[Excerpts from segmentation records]
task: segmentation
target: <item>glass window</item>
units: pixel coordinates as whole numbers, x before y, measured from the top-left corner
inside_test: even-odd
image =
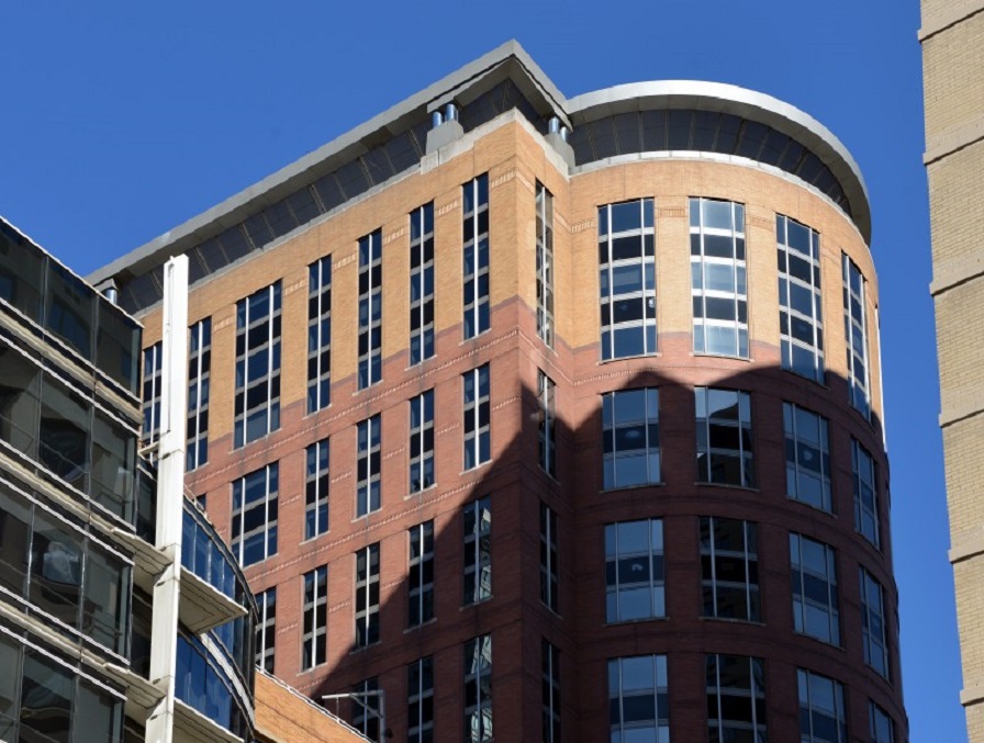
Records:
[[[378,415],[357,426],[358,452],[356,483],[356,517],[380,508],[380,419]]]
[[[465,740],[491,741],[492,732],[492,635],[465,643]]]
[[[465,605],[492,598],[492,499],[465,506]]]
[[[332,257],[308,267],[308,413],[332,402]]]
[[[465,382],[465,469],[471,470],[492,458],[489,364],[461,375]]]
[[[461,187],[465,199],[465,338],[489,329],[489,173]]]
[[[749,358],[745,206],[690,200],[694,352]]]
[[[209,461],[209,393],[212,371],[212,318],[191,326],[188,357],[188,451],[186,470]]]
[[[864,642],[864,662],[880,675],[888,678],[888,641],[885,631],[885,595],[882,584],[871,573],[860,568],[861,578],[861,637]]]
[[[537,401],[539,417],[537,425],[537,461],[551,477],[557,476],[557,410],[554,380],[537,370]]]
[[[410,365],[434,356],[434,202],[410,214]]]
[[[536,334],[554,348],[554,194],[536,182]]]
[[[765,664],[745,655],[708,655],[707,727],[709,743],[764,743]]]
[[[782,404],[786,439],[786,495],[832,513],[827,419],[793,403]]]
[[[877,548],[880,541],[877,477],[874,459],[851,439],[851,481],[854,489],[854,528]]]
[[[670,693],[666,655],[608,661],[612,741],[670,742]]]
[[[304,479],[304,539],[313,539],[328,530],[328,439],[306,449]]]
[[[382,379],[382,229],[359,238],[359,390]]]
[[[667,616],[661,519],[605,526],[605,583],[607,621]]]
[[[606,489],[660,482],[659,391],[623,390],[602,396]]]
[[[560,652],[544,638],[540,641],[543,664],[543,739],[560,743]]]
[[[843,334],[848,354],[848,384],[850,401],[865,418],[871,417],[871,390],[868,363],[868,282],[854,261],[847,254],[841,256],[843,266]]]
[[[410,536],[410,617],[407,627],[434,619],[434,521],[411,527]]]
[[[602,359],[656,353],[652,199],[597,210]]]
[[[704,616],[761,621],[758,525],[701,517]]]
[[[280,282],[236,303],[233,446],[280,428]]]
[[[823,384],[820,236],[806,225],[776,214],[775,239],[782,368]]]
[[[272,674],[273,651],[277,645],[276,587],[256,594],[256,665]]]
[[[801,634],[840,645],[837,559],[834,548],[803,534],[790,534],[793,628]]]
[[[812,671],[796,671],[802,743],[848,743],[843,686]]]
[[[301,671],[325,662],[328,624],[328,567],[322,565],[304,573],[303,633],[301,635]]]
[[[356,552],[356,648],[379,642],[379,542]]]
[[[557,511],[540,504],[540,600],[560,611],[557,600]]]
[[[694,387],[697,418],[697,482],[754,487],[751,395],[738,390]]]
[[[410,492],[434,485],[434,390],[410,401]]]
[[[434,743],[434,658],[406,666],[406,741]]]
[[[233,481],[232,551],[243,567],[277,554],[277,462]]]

...

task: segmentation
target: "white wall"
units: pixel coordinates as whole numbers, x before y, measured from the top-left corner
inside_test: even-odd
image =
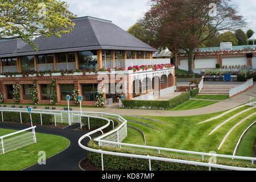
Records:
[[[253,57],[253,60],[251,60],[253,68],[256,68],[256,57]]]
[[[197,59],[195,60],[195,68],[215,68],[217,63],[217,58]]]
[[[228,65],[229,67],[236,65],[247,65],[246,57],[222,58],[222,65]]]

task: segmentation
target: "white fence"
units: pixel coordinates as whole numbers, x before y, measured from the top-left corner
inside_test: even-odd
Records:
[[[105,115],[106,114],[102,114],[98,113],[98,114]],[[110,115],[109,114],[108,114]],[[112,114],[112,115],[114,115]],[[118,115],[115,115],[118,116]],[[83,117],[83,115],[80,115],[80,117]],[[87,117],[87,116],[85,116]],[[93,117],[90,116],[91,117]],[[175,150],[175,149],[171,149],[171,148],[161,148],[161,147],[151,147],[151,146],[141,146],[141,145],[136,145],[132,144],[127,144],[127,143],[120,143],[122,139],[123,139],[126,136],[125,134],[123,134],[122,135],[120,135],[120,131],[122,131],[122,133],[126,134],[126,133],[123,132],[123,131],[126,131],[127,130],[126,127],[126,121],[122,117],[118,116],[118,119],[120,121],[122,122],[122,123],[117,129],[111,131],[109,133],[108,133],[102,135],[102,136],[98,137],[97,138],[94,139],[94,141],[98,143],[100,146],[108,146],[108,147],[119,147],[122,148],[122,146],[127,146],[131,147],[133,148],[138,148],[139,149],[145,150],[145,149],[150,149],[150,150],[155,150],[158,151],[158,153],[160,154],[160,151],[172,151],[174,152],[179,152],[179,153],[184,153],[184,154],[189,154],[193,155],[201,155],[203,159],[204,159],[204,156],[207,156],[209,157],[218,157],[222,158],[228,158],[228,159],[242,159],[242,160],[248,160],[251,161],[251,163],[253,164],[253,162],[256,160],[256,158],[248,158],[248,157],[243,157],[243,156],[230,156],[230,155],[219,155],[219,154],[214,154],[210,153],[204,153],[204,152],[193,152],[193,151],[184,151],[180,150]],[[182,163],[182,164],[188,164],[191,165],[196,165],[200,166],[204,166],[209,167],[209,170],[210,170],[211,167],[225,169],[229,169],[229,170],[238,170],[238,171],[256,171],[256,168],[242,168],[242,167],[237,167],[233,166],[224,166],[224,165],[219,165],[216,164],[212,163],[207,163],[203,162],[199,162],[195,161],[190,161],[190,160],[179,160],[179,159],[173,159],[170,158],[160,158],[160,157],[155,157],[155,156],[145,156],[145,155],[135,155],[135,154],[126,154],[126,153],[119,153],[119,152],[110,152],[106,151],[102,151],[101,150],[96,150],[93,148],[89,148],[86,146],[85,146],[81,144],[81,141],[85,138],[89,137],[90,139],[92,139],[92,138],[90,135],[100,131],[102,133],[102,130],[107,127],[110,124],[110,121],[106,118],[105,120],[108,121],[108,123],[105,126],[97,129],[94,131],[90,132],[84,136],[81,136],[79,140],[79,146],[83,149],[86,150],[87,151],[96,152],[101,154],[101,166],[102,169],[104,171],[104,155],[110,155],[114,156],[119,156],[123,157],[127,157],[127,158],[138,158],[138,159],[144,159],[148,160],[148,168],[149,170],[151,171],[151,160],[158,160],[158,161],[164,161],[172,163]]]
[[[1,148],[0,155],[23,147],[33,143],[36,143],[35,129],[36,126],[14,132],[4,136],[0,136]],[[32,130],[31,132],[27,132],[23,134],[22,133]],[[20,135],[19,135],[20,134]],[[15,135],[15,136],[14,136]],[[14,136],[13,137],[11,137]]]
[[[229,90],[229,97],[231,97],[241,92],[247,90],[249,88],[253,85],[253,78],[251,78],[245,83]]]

---

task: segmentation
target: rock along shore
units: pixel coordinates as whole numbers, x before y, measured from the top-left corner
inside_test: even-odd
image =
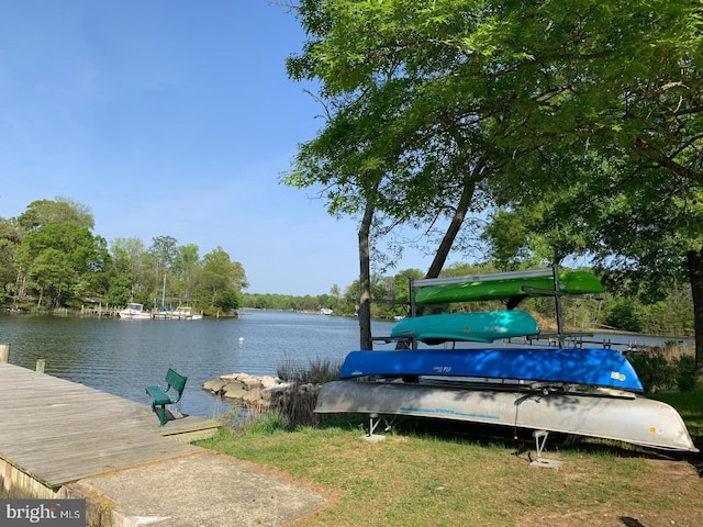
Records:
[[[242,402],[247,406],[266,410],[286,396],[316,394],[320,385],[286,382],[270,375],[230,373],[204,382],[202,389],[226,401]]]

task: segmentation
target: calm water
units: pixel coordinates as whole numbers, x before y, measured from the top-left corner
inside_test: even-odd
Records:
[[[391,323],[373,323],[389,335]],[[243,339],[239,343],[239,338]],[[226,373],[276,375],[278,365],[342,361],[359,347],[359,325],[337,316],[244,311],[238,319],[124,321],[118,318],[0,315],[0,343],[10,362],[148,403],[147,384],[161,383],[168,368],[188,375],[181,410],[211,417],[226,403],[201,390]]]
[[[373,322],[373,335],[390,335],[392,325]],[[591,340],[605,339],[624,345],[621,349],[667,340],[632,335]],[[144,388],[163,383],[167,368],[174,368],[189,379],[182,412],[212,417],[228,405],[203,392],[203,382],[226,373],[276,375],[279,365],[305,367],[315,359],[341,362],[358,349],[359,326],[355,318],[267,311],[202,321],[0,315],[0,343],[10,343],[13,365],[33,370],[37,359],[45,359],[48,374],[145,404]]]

# Task goal
Collect each line of the data above that contains the string "target", and reproduce every such line in full.

# Answer to the problem
target: <item>glass window</item>
target: "white wall"
target: "white fence"
target: rock along shore
target: calm water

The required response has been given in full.